__WHAT YOU HAVE TO DO__.
Return each line of the records holding the string "yellow".

__DATA TO USE__.
-=-=-

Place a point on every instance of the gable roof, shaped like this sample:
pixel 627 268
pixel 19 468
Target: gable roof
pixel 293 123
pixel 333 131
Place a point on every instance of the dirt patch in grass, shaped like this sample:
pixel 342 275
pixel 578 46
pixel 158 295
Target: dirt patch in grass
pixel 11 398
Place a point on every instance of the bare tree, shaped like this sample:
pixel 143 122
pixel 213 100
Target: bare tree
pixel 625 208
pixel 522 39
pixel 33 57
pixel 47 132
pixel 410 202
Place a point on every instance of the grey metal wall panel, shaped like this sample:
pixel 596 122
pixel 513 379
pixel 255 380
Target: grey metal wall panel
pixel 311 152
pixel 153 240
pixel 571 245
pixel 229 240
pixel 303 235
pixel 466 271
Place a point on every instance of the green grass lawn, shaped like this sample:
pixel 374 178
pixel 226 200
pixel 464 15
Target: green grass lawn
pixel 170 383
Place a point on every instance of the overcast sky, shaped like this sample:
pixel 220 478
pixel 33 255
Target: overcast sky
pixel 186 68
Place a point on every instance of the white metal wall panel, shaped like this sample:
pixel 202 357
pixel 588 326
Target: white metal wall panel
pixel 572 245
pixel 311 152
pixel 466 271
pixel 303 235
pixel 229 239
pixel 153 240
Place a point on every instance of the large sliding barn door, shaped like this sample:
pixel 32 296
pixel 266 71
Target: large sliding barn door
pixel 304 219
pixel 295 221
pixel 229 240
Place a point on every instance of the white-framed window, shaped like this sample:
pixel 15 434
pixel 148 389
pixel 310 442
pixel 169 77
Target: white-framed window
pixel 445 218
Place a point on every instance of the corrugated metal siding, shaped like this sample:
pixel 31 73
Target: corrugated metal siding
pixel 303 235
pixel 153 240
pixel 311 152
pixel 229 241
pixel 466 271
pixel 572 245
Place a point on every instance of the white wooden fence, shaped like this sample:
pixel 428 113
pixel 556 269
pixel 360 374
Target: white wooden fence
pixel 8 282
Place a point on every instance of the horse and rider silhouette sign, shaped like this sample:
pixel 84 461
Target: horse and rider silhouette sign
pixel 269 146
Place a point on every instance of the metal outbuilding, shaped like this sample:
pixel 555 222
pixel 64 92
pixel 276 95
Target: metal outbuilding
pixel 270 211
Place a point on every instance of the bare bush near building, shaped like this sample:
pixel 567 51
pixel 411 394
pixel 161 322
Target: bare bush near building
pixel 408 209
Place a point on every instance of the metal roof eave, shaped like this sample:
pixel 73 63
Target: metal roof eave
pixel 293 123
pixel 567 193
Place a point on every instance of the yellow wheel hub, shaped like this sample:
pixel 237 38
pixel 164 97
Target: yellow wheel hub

-=-=-

__RESULT OF THIS TASK__.
Place a point on every instance of the yellow wheel hub, shaped like this sample:
Target: yellow wheel hub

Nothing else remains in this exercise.